[Start of ENTRIES SUPPLIED]

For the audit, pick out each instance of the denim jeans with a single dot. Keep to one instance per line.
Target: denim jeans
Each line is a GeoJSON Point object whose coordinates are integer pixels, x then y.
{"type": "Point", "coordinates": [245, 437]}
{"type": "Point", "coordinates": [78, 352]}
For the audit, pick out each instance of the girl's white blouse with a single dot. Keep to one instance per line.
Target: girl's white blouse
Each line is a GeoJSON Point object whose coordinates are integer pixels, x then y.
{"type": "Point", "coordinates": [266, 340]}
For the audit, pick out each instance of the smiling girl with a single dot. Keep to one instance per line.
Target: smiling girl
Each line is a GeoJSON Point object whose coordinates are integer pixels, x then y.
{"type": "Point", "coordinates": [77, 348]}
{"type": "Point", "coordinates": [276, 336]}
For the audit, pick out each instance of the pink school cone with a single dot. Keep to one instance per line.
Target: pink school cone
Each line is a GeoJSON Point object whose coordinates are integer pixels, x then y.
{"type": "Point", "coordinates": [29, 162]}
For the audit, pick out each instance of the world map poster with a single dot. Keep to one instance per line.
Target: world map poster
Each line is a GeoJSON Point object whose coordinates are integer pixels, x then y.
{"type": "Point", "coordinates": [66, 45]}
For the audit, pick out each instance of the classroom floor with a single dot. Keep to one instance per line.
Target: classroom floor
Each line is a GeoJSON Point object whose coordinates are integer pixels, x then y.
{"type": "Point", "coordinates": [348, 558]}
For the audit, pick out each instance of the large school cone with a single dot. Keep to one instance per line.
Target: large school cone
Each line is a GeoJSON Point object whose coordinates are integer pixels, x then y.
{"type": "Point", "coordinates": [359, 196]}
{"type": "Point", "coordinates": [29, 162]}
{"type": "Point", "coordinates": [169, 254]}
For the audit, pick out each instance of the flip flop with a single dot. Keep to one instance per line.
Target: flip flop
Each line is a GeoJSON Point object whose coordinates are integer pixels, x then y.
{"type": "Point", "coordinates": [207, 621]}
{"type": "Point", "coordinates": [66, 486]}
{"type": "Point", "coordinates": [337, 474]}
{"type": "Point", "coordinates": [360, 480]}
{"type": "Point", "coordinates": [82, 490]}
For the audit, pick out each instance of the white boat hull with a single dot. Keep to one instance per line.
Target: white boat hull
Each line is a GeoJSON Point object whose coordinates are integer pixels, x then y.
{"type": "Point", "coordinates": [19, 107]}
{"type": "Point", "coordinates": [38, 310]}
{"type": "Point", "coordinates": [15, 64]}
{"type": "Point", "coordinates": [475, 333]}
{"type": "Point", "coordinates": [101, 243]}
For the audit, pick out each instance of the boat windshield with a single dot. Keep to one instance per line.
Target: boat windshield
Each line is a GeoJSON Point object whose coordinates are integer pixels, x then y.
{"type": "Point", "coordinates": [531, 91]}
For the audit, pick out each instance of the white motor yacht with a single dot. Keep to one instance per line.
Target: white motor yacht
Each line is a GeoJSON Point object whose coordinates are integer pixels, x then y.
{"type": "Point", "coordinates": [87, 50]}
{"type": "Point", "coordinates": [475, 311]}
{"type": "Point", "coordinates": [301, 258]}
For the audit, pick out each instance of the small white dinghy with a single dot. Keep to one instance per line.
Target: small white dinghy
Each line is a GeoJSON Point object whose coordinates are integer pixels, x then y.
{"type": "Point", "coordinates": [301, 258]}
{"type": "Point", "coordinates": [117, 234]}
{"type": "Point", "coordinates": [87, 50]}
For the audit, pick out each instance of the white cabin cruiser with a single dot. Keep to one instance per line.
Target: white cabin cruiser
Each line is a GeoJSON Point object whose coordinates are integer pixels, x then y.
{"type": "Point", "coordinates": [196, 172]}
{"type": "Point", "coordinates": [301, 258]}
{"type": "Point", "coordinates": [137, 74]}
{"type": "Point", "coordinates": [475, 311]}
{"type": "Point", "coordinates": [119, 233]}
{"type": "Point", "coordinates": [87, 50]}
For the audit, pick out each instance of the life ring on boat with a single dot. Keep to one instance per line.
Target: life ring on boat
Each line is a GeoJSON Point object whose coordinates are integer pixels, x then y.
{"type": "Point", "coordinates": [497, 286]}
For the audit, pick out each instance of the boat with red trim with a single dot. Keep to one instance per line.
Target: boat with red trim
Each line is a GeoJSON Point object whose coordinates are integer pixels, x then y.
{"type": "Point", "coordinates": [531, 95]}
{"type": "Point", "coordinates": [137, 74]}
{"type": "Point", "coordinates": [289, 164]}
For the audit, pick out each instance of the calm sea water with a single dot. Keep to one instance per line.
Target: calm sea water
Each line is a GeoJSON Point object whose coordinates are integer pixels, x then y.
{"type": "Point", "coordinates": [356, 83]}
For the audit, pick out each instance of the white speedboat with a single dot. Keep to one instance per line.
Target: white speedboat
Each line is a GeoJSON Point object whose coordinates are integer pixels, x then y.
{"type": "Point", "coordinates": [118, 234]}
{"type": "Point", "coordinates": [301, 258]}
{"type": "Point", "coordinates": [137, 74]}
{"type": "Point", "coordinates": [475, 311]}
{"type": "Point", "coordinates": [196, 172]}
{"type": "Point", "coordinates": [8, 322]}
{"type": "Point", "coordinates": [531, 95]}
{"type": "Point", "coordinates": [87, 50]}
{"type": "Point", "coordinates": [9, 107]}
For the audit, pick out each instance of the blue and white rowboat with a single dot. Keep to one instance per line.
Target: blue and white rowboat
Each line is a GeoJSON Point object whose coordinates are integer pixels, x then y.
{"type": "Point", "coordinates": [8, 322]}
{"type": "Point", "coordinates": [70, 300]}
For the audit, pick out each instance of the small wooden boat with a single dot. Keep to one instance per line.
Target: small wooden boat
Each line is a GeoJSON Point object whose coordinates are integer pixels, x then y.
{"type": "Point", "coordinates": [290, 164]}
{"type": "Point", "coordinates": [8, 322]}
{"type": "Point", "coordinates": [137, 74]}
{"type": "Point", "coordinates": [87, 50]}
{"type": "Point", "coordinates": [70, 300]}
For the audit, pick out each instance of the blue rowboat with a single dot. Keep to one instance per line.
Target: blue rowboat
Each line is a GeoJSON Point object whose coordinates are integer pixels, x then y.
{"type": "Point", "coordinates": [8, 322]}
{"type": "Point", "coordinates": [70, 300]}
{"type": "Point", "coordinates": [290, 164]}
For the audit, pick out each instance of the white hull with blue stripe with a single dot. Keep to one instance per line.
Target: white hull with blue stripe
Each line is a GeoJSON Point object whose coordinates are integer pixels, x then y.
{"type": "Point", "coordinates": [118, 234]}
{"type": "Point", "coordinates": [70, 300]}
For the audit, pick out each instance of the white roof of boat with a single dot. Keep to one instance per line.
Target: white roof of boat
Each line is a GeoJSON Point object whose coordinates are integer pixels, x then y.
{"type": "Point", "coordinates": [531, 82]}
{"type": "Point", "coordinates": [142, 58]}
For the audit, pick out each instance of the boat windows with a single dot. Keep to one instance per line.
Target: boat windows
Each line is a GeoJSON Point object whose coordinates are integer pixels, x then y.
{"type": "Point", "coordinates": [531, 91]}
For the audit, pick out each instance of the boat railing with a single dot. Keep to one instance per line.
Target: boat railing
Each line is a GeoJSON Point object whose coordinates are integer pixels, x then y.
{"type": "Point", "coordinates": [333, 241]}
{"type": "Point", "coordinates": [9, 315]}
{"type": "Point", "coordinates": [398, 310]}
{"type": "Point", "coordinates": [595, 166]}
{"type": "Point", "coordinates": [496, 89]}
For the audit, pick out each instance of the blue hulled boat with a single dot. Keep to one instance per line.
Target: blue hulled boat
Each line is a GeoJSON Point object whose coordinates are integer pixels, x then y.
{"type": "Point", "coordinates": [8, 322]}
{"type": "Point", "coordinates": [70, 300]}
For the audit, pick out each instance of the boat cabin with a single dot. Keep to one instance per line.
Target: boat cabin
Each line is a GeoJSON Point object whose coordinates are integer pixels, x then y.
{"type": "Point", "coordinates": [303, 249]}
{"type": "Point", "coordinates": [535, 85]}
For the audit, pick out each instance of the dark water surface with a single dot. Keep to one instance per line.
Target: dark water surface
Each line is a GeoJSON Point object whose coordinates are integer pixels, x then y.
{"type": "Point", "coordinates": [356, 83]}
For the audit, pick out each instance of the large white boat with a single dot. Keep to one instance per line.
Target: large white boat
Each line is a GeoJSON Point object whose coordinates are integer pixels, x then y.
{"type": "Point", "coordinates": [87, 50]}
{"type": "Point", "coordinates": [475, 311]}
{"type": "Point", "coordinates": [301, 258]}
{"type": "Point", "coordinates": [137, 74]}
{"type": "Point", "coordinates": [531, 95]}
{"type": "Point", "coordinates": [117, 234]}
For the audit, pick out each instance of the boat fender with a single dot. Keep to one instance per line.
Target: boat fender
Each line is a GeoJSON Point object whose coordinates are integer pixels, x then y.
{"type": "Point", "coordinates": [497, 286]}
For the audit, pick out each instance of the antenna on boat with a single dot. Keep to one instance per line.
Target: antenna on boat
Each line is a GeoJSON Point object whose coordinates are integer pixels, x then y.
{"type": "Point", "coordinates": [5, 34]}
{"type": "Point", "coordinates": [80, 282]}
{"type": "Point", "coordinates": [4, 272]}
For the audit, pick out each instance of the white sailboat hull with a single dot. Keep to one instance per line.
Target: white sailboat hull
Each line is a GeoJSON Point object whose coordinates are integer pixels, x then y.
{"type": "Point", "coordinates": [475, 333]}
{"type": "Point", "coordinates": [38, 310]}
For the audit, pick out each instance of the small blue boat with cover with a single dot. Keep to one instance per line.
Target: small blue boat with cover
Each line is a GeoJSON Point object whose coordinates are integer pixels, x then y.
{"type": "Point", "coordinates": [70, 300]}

[End of ENTRIES SUPPLIED]

TO BE DONE
Rewrite the data above as a JSON list of strings, starting at the line containing "For the audit, pick out each instance of the small blue" and running through the last line, with one string per line and blank lines left out.

FINAL RESULT
[
  "For the audit, pick out each instance of the small blue boat with cover with a single dot. Keep to one instance per line.",
  "Target: small blue boat with cover",
  "Each line is a GeoJSON Point object whose coordinates are integer pixels, x then y.",
  "{\"type\": \"Point\", \"coordinates\": [70, 300]}"
]